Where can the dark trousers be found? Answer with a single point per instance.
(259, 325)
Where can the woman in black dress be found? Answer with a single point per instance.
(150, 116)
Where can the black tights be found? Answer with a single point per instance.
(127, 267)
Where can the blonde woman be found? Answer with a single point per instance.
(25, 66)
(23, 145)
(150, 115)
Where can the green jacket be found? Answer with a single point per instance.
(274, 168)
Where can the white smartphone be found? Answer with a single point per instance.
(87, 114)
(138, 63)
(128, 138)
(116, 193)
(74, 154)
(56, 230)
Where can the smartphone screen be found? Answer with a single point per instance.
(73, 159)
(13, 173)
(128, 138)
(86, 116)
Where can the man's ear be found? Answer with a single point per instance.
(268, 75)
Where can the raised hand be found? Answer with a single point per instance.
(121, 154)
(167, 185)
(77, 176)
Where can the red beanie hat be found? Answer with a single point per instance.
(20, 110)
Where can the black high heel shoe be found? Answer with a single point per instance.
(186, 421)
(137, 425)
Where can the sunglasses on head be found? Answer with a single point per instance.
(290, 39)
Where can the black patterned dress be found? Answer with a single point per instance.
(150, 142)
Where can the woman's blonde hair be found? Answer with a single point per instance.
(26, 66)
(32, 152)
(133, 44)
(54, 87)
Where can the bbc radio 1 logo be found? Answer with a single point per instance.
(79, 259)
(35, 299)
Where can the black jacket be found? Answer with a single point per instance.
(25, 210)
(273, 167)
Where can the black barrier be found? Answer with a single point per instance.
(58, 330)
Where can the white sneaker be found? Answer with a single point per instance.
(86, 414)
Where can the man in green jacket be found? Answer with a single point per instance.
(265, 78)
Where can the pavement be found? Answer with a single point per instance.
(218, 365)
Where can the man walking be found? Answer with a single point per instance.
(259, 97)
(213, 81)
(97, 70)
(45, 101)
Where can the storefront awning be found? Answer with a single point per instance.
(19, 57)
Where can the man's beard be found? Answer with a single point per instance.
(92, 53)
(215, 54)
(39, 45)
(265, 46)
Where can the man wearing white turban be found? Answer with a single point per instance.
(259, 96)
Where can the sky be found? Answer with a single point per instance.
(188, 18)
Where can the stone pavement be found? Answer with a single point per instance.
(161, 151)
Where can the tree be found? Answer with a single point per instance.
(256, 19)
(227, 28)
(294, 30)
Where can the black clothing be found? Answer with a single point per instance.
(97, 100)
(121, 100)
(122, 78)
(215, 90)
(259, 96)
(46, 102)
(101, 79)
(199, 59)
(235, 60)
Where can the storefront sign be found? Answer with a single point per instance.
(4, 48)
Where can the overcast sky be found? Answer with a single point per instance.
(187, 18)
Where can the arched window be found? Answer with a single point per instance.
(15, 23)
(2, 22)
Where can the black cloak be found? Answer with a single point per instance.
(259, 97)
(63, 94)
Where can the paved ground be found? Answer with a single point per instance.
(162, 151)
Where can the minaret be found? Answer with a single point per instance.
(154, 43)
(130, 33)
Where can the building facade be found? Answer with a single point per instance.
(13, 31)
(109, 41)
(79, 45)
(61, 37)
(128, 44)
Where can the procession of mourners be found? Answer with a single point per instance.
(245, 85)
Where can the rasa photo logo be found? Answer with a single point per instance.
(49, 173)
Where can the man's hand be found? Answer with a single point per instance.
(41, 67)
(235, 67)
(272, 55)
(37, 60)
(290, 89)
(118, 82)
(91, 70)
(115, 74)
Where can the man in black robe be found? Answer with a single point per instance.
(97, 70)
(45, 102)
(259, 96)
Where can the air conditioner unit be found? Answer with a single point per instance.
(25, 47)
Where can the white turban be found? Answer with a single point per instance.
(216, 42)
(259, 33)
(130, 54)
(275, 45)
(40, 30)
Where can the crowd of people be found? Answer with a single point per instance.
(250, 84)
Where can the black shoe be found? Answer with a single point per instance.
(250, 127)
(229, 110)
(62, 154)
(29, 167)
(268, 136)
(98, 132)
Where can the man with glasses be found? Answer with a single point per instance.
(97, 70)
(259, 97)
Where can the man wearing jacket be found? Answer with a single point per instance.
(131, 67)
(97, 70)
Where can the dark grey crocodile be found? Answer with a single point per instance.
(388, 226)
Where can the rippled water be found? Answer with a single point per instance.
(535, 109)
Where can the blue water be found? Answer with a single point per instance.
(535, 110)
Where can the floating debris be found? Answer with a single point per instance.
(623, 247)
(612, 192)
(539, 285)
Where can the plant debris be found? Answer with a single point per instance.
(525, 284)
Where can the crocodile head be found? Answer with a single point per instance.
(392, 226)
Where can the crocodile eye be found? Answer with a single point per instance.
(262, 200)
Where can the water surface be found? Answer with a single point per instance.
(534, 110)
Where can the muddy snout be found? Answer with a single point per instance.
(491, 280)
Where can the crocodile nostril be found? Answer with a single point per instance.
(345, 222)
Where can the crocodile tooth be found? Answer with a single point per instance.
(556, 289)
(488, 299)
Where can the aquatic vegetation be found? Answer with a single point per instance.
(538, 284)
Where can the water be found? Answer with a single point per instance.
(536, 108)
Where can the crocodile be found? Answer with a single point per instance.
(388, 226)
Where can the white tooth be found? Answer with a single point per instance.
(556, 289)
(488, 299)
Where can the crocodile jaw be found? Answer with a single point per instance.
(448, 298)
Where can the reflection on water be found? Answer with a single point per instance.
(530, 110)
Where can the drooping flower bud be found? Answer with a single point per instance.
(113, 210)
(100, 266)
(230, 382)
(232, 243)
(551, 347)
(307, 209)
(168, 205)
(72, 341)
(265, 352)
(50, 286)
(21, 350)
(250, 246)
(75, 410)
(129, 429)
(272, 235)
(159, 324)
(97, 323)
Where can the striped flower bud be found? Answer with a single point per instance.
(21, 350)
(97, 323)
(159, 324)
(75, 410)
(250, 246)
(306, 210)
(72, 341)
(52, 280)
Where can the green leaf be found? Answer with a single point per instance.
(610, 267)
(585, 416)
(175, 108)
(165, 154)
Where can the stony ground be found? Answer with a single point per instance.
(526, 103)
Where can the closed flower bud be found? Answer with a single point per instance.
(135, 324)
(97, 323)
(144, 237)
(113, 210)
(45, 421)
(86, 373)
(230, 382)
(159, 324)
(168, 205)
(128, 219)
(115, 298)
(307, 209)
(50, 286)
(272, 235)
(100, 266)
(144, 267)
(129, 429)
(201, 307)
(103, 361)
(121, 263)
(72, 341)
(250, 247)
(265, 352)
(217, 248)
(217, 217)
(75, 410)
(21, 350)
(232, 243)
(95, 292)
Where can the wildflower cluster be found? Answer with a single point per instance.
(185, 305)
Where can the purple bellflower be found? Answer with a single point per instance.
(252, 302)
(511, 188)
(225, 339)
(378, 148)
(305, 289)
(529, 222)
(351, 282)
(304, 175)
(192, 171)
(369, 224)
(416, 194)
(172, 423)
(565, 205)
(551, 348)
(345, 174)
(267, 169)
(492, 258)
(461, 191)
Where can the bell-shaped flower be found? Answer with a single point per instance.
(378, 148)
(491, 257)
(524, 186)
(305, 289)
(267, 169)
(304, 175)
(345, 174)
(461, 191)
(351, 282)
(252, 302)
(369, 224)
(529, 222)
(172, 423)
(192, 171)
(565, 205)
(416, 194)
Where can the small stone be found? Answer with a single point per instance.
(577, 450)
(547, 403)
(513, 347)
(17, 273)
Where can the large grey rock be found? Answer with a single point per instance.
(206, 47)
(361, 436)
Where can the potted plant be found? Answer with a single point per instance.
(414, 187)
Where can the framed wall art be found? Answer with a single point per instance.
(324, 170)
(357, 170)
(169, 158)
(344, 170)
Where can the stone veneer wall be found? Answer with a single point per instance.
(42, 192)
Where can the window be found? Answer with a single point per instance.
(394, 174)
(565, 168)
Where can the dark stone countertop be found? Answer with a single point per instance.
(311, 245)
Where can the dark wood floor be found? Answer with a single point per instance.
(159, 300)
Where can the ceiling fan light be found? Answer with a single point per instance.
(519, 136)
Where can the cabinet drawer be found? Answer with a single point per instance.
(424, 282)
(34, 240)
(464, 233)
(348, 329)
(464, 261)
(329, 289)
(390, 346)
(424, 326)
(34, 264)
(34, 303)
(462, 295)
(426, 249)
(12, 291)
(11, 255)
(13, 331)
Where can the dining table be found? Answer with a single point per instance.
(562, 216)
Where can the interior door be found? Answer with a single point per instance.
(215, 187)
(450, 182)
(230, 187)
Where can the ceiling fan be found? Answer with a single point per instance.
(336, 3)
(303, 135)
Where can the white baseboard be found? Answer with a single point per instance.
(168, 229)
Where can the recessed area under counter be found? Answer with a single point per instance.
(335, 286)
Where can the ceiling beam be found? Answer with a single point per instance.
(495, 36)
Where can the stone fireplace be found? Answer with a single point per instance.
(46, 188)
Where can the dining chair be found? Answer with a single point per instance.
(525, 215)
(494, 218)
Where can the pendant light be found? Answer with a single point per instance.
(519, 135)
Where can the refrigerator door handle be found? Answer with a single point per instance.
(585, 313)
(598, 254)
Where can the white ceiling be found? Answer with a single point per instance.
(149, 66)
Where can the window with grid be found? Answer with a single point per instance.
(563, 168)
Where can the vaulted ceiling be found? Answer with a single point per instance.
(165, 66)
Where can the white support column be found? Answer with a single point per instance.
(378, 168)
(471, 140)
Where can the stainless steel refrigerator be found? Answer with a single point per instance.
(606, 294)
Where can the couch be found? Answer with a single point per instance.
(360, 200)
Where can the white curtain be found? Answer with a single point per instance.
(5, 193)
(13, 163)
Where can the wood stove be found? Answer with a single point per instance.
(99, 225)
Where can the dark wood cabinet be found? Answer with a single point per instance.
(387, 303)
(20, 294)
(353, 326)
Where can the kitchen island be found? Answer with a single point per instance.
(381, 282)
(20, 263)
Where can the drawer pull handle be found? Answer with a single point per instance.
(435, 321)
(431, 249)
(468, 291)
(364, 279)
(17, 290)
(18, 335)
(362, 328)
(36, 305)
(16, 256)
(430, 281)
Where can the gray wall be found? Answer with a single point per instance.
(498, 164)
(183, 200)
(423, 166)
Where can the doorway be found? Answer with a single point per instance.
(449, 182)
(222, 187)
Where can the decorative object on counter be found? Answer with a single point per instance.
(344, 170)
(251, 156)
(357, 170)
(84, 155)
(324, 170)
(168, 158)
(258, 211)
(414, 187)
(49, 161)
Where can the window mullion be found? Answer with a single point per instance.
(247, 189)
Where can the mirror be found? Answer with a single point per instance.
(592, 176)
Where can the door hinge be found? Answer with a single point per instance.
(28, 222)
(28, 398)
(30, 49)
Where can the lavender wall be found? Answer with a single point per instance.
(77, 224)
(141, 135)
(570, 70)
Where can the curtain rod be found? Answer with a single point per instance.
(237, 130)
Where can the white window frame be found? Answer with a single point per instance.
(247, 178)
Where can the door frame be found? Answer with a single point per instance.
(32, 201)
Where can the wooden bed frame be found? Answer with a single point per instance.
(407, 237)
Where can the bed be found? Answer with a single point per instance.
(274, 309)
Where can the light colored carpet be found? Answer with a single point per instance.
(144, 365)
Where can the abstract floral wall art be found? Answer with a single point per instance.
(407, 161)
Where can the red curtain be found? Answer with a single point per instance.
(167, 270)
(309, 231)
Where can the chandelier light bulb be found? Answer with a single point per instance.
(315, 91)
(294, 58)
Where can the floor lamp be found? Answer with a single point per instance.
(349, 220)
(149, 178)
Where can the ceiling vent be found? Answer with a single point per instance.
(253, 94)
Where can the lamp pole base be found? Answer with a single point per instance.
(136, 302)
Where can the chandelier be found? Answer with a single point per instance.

###

_EXERCISE DETAILS_
Take the line with "Where can the light" and all lines after it to the last line, and reproduce them exactly.

_FINAL RESULT_
Where can the light colored carpet be found? Answer with a single point per instance.
(144, 365)
Where can the abstract floral wall art be found? Answer with a single point per instance.
(407, 161)
Where can the red curtain be found? Answer with a single point per instance.
(167, 270)
(309, 231)
Where can the chandelier light bulb be found? Answer with a single point per instance.
(315, 91)
(294, 58)
Where can the floor lamp be found? Answer with a single point per instance.
(349, 220)
(149, 178)
Where can the ceiling vent be found? Answer with a single point per instance.
(253, 94)
Where can the lamp pole base be found? Answer with a single point per instance.
(136, 302)
Where can the chandelier be found? Answer with a single point per instance.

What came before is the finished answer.